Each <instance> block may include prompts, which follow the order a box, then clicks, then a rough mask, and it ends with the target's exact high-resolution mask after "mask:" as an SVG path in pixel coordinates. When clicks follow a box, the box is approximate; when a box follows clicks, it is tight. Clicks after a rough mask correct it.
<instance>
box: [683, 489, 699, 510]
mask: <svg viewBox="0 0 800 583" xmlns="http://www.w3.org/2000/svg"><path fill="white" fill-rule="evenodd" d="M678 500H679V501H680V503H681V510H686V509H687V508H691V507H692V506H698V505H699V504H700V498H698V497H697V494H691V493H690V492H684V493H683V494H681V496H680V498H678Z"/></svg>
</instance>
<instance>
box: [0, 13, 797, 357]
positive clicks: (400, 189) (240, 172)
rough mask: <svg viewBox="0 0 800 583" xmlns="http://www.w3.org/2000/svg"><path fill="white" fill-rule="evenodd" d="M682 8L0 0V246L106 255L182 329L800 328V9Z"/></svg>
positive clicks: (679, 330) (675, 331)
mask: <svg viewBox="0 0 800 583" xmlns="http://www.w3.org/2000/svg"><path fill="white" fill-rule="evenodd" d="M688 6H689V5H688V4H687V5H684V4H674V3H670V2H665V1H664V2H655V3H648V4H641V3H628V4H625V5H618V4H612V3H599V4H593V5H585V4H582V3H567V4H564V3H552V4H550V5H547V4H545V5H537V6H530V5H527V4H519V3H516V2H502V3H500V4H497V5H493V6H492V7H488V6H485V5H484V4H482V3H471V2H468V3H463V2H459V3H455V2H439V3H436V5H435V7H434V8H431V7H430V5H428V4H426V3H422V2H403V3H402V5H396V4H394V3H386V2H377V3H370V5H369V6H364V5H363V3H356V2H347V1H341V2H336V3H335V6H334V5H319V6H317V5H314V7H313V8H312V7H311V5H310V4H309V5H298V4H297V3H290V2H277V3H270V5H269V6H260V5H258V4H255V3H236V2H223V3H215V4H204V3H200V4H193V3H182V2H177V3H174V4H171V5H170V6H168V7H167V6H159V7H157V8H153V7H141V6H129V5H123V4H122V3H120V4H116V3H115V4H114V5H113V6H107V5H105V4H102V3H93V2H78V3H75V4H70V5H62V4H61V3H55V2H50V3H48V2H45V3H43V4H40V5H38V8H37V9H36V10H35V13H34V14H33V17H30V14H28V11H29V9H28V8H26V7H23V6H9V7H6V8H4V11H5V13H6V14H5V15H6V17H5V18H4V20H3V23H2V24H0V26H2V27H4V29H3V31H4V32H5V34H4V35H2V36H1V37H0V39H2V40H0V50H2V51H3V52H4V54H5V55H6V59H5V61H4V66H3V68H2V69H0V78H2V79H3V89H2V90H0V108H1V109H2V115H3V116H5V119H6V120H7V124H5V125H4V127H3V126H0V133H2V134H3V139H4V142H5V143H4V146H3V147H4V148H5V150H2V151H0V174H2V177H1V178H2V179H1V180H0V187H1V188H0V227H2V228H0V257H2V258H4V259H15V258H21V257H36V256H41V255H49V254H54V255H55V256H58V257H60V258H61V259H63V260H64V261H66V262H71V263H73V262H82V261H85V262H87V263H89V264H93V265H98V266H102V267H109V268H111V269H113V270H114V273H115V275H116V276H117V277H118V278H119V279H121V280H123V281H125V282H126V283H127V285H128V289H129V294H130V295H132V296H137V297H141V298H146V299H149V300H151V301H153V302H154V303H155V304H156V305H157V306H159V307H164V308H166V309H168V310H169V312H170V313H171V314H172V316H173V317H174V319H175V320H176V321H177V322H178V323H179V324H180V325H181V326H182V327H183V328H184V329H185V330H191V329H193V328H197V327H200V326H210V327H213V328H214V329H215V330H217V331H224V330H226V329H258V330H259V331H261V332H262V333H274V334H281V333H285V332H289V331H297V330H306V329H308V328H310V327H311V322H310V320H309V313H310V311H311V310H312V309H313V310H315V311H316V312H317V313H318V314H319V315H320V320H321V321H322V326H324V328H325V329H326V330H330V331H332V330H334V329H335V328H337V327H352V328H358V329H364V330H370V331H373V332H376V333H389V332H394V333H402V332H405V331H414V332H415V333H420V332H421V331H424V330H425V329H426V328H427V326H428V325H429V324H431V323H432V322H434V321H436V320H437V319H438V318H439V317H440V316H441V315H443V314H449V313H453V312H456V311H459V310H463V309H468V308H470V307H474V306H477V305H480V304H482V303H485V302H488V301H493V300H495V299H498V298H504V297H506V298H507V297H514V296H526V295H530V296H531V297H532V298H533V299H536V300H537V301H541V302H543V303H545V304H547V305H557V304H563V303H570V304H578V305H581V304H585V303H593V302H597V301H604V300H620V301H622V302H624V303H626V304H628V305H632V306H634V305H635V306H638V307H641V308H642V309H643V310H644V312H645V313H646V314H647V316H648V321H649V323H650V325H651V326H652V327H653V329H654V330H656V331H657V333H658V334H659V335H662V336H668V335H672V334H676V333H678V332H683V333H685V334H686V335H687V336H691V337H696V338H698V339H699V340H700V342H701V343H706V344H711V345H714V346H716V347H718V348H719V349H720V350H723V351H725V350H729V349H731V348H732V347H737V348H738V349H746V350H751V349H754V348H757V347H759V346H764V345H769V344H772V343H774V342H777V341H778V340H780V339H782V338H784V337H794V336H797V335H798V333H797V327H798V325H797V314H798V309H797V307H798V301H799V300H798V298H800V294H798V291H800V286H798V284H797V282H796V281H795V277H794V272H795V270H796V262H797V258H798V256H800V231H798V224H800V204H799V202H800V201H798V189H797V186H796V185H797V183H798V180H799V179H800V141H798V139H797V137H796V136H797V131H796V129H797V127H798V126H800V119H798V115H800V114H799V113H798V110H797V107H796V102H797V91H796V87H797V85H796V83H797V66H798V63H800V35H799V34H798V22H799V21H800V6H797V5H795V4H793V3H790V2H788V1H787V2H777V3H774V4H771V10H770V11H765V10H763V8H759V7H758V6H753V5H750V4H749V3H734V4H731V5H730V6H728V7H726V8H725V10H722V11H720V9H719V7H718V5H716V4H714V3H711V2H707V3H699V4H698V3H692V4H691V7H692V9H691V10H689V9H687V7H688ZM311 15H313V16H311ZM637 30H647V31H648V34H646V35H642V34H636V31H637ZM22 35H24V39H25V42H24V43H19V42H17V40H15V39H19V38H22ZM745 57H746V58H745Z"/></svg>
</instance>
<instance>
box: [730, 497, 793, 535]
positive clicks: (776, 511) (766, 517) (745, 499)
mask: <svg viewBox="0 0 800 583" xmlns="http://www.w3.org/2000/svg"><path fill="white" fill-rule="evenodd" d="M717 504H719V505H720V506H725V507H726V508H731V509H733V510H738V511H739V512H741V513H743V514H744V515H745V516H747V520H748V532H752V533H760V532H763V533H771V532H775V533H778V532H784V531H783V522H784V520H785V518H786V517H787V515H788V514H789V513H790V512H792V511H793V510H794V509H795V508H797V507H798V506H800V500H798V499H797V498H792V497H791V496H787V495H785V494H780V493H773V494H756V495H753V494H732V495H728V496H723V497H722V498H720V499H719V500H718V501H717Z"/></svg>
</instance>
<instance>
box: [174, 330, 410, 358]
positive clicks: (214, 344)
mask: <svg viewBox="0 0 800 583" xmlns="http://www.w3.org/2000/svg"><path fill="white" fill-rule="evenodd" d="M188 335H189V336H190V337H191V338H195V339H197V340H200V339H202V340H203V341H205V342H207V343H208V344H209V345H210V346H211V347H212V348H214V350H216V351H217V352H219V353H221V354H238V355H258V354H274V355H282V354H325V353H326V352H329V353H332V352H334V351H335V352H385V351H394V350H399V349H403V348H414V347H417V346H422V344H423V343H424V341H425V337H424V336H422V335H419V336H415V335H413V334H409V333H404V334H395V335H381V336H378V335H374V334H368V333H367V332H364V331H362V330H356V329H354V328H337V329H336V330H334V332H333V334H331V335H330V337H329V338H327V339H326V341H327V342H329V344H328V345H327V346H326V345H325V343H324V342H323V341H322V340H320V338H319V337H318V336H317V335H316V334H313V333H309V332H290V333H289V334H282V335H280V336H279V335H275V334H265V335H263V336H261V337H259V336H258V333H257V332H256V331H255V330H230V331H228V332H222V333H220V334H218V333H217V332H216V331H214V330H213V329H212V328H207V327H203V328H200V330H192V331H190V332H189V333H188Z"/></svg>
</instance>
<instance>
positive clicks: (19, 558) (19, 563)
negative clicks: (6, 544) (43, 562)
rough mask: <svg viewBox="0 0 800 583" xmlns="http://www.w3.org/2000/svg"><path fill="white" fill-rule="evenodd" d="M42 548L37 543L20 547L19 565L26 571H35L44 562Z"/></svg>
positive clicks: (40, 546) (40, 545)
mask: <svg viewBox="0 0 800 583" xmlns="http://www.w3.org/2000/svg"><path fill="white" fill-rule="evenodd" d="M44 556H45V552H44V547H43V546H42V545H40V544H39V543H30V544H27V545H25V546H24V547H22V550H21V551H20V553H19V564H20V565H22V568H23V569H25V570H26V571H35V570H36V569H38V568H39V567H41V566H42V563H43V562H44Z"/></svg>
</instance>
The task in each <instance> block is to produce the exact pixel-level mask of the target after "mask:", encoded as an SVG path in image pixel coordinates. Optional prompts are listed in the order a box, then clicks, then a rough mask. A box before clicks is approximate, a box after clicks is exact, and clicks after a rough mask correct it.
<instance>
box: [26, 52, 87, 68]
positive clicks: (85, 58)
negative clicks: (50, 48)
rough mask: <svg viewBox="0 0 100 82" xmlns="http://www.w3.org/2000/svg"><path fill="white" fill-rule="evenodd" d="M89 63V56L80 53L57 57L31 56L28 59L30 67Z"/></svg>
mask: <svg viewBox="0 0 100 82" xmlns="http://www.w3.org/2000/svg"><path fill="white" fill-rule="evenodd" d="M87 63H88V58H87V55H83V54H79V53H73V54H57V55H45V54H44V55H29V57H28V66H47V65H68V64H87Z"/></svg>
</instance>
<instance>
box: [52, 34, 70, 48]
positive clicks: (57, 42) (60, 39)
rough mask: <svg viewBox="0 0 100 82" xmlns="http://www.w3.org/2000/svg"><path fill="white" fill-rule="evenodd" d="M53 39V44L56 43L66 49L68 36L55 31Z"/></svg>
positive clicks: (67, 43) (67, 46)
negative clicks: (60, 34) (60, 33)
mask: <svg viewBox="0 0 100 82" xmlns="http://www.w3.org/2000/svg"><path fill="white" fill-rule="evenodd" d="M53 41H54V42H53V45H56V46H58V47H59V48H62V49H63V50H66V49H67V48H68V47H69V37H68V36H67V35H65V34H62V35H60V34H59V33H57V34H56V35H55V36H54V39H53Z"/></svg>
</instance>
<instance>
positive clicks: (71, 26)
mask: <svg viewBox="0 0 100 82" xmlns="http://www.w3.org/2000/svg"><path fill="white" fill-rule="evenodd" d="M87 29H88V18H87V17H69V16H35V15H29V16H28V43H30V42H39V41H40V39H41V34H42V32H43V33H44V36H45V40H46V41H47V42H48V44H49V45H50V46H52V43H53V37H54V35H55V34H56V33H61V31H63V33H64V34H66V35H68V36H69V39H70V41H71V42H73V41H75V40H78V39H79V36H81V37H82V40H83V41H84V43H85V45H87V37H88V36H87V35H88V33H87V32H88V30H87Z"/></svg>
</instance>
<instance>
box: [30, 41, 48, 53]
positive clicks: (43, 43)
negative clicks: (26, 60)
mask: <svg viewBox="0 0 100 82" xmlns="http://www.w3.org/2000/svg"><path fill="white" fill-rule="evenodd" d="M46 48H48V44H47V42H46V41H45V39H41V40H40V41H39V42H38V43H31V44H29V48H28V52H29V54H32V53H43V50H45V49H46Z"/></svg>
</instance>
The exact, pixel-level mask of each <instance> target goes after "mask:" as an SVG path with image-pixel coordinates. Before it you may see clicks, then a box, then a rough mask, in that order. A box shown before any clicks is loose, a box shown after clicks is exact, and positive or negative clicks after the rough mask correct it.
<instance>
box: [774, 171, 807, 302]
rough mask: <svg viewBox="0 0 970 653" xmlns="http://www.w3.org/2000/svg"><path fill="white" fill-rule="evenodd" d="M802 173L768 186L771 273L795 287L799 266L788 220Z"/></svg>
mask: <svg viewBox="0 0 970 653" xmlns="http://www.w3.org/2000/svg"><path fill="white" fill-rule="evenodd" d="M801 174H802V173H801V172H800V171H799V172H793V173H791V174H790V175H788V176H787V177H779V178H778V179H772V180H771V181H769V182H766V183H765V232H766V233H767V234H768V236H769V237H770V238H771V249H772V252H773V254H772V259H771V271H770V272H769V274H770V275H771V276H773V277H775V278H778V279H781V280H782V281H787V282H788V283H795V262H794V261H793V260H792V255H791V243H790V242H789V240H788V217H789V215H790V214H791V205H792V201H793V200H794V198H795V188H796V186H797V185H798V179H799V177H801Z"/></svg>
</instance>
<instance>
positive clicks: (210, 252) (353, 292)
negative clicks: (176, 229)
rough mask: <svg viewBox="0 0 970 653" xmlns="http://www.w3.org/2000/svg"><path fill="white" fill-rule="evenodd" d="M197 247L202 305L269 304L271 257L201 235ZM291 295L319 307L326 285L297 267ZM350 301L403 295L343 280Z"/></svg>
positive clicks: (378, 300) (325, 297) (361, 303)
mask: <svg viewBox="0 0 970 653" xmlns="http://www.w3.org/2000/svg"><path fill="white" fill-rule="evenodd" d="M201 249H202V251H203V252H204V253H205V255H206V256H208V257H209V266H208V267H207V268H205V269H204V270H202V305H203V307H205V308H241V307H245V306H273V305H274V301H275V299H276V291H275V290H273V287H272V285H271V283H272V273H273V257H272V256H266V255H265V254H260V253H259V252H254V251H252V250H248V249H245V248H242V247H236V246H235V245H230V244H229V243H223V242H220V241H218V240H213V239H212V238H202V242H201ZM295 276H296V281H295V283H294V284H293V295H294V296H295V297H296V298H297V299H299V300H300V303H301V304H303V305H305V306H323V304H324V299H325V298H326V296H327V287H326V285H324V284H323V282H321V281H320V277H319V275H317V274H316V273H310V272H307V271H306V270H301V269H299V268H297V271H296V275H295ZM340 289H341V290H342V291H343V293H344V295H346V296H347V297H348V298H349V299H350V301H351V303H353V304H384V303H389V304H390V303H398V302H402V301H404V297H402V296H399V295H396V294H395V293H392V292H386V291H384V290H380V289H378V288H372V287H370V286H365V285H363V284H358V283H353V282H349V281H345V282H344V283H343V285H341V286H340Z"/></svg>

= = = = =

Copy out every line of the data above that contains the word "order".

[Answer for the task]
Each <instance> block may include prompts, which follow the order a box, then clicks, then a rough mask, and it ends with the target's exact high-resolution mask after "mask:" as an SVG path in pixel coordinates. When clicks follow a box, the box is approximate; when a box follows clicks, it is tight. Clicks after a rough mask correct it.
The task in each <instance> block is to produce the exact pixel-level mask of the target after "mask:", encoded as an SVG path in image pixel coordinates. Optional prompts are listed in the order a box, then clicks, then a rough mask. A box before clicks is approximate, a box after clicks is exact, and clicks after a rough mask correct it.
The exact, pixel-level mask of each <instance> target goes after "mask:" as an SVG path with image-pixel coordinates. Before it you may see clicks, then a box, then a rough mask, in that order. A box shown before any clicks is loose, a box shown after clicks is exact, and positive or negative clicks after the rough mask correct it.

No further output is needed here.